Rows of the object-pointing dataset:
◆ ◆ ◆ ◆
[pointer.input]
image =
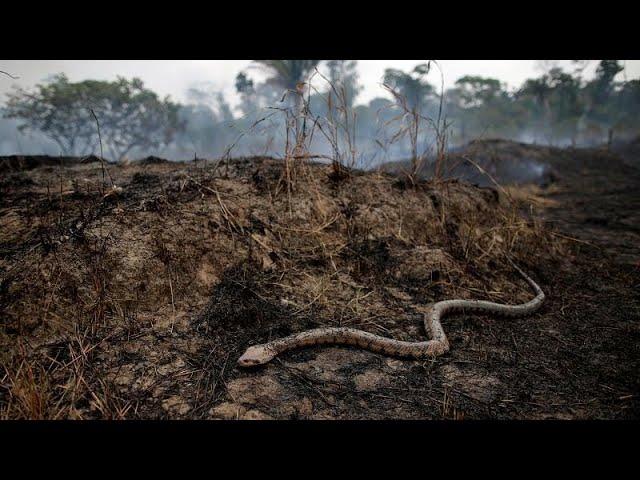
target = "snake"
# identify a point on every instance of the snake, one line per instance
(435, 346)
◆ ◆ ◆ ◆
### Given instruction
Reproduce the records above verbatim, line for line, but omit the pictures.

### Exercise output
[pointer.input]
image =
target = "snake"
# identify a point on every instance of the snake, one line per instance
(435, 346)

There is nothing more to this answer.